→ **WHAT YOU SHOULD DO**:
Only the lines of the data below from the one with "Tag the wrist" through the one with "Tag the setting" are wanted. Repeat them exactly.

»»

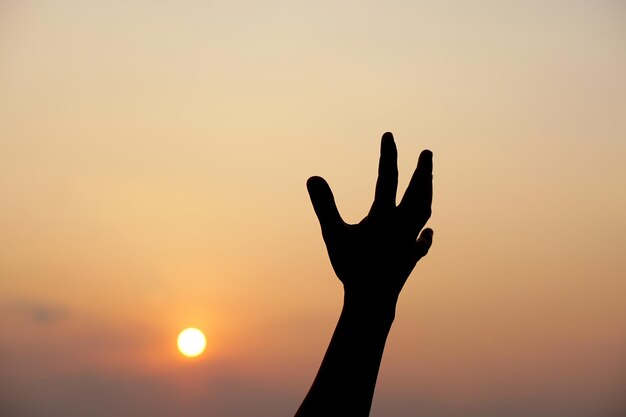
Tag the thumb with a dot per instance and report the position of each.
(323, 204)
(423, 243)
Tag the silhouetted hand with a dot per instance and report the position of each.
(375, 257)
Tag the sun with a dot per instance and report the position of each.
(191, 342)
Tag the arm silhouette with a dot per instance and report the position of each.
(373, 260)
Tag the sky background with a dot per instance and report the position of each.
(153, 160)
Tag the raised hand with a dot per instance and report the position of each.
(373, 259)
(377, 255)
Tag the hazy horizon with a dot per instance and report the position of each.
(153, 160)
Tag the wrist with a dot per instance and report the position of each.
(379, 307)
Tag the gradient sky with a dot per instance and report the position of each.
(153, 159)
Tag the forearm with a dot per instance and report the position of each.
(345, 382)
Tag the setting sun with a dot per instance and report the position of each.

««
»»

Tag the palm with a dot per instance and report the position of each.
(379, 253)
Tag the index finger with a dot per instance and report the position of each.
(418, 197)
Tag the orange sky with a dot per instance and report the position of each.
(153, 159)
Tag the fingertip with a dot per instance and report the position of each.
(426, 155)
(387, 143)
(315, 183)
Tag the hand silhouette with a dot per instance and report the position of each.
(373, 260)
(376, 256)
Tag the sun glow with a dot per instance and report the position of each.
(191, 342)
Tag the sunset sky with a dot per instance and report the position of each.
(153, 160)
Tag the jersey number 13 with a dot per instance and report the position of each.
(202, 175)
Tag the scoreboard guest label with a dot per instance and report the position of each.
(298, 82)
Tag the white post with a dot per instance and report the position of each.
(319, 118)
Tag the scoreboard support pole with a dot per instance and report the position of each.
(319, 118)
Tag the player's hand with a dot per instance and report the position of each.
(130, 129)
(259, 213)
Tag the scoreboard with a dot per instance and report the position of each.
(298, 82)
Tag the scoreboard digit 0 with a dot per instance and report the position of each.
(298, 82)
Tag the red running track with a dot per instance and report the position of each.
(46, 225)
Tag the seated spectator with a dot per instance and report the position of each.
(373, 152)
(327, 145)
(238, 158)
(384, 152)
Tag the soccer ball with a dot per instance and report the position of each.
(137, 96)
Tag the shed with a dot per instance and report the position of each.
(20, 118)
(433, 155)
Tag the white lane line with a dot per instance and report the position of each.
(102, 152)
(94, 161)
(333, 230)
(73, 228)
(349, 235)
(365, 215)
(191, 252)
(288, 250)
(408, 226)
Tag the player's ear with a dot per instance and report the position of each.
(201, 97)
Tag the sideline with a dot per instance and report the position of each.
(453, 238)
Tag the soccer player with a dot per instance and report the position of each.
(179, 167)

««

→ **WRITTEN RESPONSE**:
Tag the wrist with a dot per instance and report the position of each.
(379, 307)
Tag the gradient sky with a dot per instance and report the position of each.
(153, 159)
Tag the forearm with a dot per instance and report the position of each.
(345, 382)
Tag the setting sun with a dot per instance and report the position of each.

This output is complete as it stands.